◆ **What the task requires**: Show every line from the records below that contains the string "rear", copying each matching line in full. Matching is case-sensitive.

◆ **Supplied entries**:
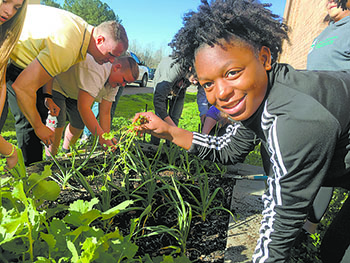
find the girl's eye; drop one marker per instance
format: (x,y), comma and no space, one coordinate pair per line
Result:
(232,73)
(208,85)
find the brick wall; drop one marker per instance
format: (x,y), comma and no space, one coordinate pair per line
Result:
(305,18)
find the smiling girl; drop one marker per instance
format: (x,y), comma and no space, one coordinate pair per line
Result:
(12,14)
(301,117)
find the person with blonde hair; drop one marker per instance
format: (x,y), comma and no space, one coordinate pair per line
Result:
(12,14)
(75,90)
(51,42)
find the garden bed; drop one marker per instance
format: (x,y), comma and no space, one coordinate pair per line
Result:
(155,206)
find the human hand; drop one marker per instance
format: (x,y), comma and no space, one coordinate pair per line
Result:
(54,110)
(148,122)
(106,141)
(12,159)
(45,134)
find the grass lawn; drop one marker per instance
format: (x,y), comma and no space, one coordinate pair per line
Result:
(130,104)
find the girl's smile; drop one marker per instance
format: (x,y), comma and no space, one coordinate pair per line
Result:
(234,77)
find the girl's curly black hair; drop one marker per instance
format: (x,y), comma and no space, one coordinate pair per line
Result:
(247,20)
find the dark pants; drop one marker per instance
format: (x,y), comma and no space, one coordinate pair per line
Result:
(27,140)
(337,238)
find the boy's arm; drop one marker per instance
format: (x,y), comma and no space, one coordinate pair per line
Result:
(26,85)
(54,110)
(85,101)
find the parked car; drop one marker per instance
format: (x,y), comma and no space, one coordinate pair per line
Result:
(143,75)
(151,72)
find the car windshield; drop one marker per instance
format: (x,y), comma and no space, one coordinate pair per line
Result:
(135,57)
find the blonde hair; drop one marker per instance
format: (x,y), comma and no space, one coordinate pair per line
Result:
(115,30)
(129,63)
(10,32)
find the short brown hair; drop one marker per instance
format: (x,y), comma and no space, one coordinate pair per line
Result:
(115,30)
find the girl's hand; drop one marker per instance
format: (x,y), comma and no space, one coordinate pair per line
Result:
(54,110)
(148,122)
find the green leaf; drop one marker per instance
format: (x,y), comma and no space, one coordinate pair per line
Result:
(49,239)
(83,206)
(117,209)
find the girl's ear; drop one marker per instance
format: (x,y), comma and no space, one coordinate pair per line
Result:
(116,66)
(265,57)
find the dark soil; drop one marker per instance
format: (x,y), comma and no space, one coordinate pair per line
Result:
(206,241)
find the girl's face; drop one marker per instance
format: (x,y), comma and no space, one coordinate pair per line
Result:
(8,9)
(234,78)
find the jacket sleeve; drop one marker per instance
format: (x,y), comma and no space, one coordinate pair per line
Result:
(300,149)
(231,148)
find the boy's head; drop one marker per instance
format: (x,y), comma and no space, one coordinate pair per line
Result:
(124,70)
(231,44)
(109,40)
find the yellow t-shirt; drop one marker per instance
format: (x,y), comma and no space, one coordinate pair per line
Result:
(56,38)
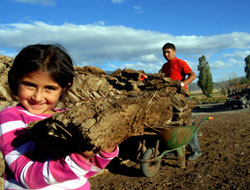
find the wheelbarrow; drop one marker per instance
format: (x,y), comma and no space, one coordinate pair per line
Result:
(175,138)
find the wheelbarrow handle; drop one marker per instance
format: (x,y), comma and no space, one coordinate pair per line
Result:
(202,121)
* * *
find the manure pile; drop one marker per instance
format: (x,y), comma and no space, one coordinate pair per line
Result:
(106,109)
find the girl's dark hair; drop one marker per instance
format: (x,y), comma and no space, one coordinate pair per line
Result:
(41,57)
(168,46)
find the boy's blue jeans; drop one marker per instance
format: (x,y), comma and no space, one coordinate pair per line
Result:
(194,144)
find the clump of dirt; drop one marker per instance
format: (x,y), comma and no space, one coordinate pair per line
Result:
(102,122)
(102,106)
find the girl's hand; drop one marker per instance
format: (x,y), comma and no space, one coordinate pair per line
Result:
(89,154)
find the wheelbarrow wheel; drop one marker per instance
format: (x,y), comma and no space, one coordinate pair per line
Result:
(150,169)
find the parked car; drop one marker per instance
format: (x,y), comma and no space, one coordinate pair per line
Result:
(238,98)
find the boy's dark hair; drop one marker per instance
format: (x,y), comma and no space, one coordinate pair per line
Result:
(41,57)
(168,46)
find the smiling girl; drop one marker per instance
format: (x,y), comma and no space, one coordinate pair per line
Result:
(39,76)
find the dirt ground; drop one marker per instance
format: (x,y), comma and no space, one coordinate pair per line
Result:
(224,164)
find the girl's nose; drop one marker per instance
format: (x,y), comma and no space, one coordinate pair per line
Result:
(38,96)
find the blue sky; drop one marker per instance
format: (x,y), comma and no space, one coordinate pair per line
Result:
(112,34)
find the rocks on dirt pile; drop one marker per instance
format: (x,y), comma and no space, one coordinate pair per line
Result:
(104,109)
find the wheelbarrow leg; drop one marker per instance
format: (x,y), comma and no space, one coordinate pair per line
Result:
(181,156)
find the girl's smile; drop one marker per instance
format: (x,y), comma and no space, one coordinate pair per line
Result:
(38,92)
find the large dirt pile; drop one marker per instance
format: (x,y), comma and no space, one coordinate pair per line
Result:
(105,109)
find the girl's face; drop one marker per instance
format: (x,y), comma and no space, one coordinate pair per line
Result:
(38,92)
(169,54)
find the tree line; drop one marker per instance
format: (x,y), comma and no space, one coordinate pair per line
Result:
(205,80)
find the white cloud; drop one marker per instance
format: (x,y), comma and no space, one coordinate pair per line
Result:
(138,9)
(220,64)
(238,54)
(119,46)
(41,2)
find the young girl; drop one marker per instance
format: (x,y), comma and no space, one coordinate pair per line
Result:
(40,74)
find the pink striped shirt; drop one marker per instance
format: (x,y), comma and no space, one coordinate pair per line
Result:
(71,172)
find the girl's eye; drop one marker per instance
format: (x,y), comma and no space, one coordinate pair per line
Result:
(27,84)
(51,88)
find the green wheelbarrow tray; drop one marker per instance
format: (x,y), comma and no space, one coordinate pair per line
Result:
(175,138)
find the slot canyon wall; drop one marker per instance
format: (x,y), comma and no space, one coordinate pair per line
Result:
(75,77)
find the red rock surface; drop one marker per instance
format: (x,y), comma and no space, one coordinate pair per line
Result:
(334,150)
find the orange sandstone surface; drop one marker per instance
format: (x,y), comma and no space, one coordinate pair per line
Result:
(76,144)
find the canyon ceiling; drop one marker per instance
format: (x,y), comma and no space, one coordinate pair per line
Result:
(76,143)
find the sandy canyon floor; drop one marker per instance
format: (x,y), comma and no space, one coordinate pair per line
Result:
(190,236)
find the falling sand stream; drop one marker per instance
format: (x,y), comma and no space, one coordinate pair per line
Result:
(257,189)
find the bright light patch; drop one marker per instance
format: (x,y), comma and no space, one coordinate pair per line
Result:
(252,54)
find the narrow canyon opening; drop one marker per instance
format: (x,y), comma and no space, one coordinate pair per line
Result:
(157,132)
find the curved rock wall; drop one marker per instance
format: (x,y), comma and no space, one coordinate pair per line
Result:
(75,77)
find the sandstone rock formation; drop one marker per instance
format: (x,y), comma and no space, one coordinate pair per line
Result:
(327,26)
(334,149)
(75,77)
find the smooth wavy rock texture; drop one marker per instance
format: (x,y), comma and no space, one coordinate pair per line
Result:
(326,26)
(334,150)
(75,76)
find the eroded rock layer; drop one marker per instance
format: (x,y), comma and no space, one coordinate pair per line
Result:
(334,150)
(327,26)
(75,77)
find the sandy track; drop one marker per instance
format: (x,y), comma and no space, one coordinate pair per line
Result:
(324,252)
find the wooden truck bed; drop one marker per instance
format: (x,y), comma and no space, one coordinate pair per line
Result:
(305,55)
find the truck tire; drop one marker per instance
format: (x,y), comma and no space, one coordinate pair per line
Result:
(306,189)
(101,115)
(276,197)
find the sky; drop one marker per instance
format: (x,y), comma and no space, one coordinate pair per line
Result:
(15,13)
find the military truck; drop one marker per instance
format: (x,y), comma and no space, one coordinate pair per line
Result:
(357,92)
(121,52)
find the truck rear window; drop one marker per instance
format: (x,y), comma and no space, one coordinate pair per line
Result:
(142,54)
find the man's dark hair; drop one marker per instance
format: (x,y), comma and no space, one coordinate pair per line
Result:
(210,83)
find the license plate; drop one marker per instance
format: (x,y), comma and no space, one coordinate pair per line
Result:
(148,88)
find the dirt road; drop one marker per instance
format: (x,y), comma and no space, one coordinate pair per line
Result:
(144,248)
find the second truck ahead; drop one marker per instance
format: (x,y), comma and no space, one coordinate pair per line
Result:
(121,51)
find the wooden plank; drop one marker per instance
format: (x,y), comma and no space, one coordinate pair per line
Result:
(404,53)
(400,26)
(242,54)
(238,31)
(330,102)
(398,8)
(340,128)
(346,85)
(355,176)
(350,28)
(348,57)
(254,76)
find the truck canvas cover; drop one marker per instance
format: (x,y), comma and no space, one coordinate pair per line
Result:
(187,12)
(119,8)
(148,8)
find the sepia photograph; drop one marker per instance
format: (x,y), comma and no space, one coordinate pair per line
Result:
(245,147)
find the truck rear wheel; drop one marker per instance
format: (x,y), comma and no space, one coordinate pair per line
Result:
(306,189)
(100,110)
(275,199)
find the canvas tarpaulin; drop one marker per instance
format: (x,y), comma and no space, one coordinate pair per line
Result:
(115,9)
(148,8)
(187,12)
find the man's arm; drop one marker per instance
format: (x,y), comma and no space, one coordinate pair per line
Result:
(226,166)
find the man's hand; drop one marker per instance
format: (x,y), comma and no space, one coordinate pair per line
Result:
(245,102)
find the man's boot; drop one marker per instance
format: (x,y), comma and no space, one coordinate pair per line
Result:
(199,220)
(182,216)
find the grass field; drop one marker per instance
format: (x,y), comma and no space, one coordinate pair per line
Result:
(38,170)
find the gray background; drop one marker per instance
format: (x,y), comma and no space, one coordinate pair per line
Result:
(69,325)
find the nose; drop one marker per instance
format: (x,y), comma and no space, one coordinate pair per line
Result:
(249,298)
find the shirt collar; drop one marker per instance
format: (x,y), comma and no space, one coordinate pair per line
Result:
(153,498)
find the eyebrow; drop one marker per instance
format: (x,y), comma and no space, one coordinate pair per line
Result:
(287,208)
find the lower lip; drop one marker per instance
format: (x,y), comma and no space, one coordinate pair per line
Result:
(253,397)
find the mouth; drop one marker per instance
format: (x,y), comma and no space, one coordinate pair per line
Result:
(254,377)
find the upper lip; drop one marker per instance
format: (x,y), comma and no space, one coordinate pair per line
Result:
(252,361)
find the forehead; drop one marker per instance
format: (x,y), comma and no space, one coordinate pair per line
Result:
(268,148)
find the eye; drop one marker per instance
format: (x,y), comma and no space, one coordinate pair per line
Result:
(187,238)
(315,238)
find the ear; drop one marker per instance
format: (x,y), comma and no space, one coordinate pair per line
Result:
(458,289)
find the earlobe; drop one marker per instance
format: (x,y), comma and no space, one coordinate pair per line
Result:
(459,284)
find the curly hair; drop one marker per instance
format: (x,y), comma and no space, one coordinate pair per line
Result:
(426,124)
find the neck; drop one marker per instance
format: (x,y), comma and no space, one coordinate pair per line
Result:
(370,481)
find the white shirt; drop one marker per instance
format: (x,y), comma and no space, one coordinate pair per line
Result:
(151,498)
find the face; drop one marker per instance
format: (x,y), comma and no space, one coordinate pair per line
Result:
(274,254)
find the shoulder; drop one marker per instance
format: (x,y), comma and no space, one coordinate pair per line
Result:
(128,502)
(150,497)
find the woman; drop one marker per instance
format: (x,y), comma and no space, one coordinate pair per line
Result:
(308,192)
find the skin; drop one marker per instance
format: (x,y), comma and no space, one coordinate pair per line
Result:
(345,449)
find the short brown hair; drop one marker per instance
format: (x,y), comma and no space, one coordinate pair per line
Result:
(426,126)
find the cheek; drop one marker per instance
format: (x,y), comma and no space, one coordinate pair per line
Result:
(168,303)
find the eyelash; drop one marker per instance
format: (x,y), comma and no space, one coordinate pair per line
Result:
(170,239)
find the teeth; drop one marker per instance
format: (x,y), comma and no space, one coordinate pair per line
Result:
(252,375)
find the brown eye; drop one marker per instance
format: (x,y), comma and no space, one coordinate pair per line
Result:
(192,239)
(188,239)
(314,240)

◆ **Answer in full**:
find the truck rear window; drop one marker per instance
find the truck rear wheel; drop one marker per instance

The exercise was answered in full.